# [PASSAGE GIVEN]
━━━━━━━━━━━━━━━━━━━━━━━━━━━━━━
Postby cptmarginal » Tue Jul 30, 2019 3:05 pm

stefano » Wed Feb 04, 2015 4:45 am wrote:
US AFRICOM commander calls for “huge” military campaign in West Africa

By Thomas Gaist
2 February 2015

Image
AFRICOM internal slide

US Africa Command (AFRICOM) head General David Rodriguez called for a large-scale US-led “counterinsurgency” campaign against groups in West Africa during remarks at the Center for Strategic and International Studies in Washington, DC last week.

Rodriguez’s statements are part of a coordinated campaign by the US to massively expand its military operations in the resource-rich region, as it combats the influence of China and other powers.

The US should prepare for operations in at least four West African countries as part of a “huge international and multinational” response aimed at forces affiliated with Boko Haram, Rodriguez said.

AFRICOM is already preparing an “across the board response to the threat,” Rodriguez said.
━━━━━━━━━━━━━━━━━━━━━━━━━━━━━━
# [EXERCISE REQUIREMENTS]
**1.** Say whether each statement agrees with the AFRICOM passage, answering yes or no and quoting the deciding words: (a) Rodriguez made his remarks at the Center for Strategic and International Studies in Washington, DC. (b) Rodriguez said the US should prepare for operations in at least four West African countries. (c) AFRICOM has not yet started preparing a response.
**2.** Pick up the AFRICOM passage after its final sentence and continue it.
The data that comes next has no connection to the AFRICOM passage.

# [MATERIAL]
━━━━━━━━━━━━━━━━━━━━━━━━━━━━━━
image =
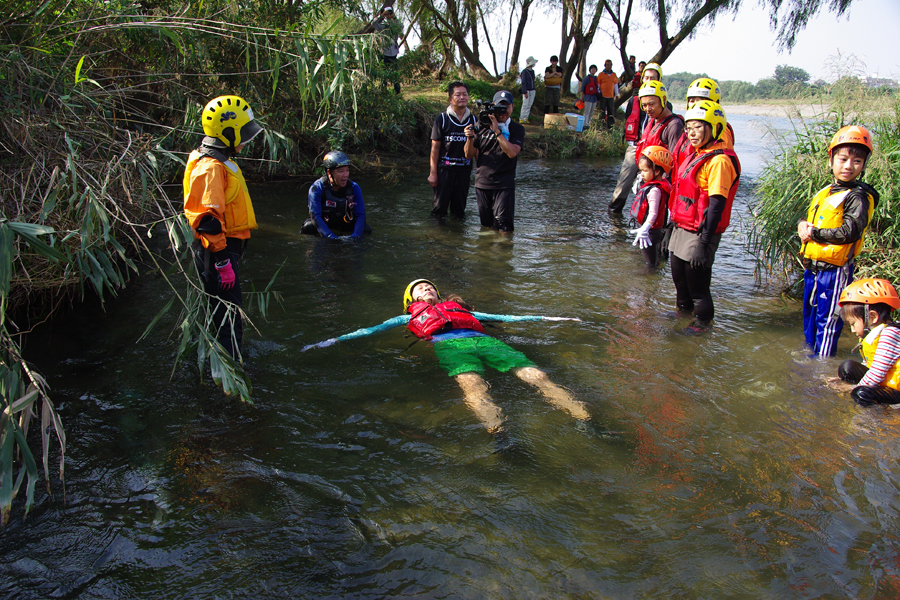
━━━━━━━━━━━━━━━━━━━━━━━━━━━━━━
# [THE REPLIES]
**1.**
(a) Yes: "during remarks at the Center for Strategic and International Studies in Washington, DC last week"
(b) Yes: "The US should prepare for operations in at least four West African countries"
(c) No: "AFRICOM is already preparing"

**2.**
Echoing recent comments from US Secretary of State John Kerry during his visit to Lagos, Nigera that the US is ready to “do more” militarily in Nigeria, Rodriguez called on the Nigerian government to “let us help more and more.”

In similar remarks at a the US Army West Point academy last week, US Special Operations Command (SOCOM) chief General Joseph Votel said that US commando teams must prepare for new deployments against Boko Haram and the Islamic State.

“[Boko Haram] is creating fertile ground for expansion into other areas,” Votel said.


I forgot Nick Turse was working for The Intercept.

(many embedded links in original)

VIOLENCE HAS SPIKED IN AFRICA SINCE THE MILITARY FOUNDED AFRICOM, PENTAGON STUDY FINDS

Nick Turse
July 29 2019

Since U.S. Africa Command began operations in 2008, the number of U.S. military personnel on the African continent has jumped 170 percent, from 2,600 to 7,000. The number of military missions, activities, programs, and exercises there has risen 1,900 percent, from 172 to 3,500. Drone strikes have soared and the number of commandos deployed has increased exponentially along with the size and scope of AFRICOM’s constellation of bases.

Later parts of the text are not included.